**What you will do:** According to the text on Black Friday, until what time did shoppers once have to wait before they could go to the mall?

**Text segment:**
%%

“Spend” The Night?
Do you get lured into the hype of “Black Friday”? I don’t know how we did it in the past when stores did not open at 4:00 AM the day after Thanksgiving. I mean, back then you had to wait until 10:00 AM to go to the mall.
I don’t understand the excitement of getting out of the house before sunrise to buy stuff that I could have bought two days earlier without having to stand in line outside – just to get in the store – much less fight a crowd of frothing shoppers. That is why I make a point NOT to go into a store on the Friday after Thanksgiving – and I really try to avoid Saturday as well.
Now, I know there is the promise of huge savings and limited supplies that get folks out of an otherwise toasty bed to head out into the night. However, I recognize they have been subjected a wildly successful marketing scheme designed to create the illusion of NEED to get out to the stores so EARLY. After all, no sale would be as good if the store were to open at 10AM.

%%

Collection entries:
%%

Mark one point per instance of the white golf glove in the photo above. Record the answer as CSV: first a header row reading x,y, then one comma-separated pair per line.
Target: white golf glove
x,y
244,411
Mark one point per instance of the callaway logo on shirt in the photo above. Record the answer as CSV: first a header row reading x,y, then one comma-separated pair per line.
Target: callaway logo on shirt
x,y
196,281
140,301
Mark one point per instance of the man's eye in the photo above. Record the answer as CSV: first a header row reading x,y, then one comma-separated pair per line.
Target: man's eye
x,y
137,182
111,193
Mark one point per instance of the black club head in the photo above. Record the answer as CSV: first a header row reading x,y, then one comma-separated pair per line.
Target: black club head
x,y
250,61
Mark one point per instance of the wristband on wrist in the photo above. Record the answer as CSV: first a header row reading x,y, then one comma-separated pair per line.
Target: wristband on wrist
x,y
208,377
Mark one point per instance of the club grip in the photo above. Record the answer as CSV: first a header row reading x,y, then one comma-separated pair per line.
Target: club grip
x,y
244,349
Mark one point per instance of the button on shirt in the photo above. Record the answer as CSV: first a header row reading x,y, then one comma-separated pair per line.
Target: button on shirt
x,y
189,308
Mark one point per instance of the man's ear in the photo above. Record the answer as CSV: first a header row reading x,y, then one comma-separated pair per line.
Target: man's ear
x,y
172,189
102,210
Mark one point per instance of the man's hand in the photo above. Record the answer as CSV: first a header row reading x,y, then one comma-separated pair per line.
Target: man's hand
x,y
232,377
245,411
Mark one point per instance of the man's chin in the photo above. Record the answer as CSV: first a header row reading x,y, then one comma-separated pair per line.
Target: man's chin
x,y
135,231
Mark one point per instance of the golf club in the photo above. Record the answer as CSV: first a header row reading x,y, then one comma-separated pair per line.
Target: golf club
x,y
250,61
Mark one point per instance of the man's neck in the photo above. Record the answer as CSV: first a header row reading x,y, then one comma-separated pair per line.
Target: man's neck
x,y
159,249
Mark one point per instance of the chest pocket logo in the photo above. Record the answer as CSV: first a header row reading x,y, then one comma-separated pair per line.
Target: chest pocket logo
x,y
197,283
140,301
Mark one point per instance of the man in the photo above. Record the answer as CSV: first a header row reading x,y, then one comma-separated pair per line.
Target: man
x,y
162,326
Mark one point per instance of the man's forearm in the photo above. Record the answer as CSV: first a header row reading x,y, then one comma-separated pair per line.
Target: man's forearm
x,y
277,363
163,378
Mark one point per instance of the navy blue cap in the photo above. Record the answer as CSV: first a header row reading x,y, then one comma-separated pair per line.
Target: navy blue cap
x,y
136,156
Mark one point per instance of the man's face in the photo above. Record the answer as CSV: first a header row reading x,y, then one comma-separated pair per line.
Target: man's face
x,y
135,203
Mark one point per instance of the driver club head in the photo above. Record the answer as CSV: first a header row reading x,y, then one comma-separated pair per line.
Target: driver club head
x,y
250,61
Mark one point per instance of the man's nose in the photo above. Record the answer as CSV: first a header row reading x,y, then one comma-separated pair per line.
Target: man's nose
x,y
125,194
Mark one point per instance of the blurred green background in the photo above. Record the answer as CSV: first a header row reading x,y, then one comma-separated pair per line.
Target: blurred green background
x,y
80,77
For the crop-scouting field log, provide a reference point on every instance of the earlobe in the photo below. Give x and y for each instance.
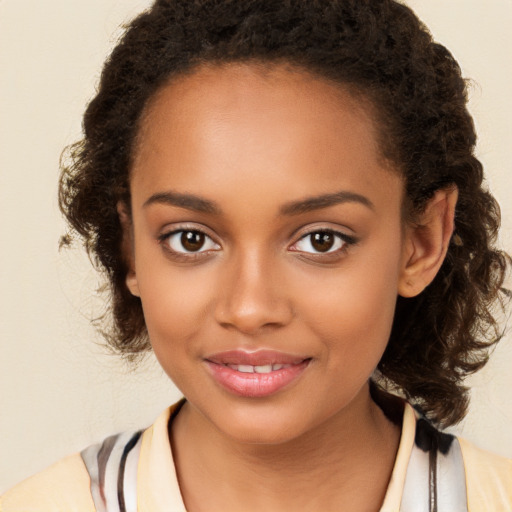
(127, 247)
(426, 243)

%%

**Answer below:** 10:00 AM